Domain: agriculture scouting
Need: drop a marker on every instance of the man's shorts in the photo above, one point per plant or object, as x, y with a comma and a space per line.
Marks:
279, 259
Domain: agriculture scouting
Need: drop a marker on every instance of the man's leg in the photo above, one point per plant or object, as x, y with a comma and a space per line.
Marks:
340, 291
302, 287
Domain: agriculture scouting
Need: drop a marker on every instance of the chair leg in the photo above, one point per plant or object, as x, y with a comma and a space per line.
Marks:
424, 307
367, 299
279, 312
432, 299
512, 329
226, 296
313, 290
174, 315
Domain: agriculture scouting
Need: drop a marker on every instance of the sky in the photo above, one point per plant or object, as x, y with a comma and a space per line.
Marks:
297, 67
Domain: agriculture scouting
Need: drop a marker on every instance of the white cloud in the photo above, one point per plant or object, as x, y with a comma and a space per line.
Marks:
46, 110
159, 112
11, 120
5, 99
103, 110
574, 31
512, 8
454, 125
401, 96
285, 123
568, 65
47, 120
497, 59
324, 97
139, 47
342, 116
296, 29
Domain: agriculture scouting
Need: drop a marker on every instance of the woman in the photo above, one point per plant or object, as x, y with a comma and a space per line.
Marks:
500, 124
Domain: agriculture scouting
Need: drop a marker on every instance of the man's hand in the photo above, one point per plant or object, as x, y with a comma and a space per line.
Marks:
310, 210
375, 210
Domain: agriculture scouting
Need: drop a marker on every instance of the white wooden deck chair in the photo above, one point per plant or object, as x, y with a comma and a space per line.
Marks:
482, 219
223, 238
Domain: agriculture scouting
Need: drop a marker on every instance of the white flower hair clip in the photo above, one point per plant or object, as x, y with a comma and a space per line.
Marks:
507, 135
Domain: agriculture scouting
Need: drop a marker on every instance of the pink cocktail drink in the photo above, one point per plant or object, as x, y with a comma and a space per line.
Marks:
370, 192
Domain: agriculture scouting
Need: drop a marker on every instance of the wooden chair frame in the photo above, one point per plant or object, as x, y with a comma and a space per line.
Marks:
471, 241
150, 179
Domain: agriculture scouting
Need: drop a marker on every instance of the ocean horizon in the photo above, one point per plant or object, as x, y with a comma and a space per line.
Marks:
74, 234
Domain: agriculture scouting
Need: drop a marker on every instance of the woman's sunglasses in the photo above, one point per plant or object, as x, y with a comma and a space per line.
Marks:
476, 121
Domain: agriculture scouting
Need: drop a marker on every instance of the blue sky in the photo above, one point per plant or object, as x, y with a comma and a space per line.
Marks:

* * *

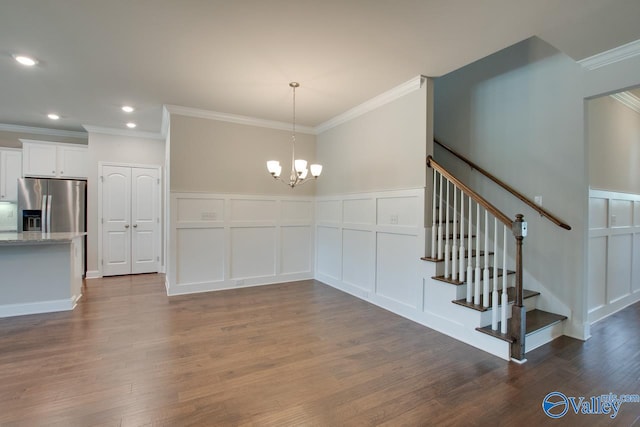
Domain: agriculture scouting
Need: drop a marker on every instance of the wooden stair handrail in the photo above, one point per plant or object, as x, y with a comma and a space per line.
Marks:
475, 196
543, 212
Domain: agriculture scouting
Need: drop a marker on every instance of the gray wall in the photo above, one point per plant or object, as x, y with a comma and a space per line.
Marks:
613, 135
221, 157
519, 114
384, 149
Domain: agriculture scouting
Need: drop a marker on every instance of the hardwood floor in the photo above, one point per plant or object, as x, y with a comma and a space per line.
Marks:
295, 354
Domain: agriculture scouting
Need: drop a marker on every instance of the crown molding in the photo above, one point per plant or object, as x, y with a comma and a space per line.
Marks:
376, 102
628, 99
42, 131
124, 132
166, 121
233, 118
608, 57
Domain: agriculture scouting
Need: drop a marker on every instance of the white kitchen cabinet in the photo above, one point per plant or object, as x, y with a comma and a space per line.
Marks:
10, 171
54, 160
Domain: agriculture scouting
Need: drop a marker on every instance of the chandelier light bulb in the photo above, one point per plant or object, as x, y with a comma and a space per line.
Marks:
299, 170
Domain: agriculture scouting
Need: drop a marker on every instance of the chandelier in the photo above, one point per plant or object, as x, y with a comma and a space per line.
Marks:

--

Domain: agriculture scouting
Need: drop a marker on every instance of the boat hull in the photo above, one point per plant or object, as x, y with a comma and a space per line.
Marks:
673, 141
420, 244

◆ **What you should do**
Return each line of the data above that contains the word "wooden". Matching is case-sensitive.

◆ **Result**
Need: drop a marker on every instance of the white wooden deck chair in the photo above, one point per plant or object, as x, y with a comma and a space per line.
Need: drop a marker on every instance of the wooden chair frame in the photo above, one point per plant or object, as x, y with a comma and a space per line.
Need: drop a marker on every instance of the wooden stair handrail in the photo above, one point per plant or object, as x, y with a comma and a space per line.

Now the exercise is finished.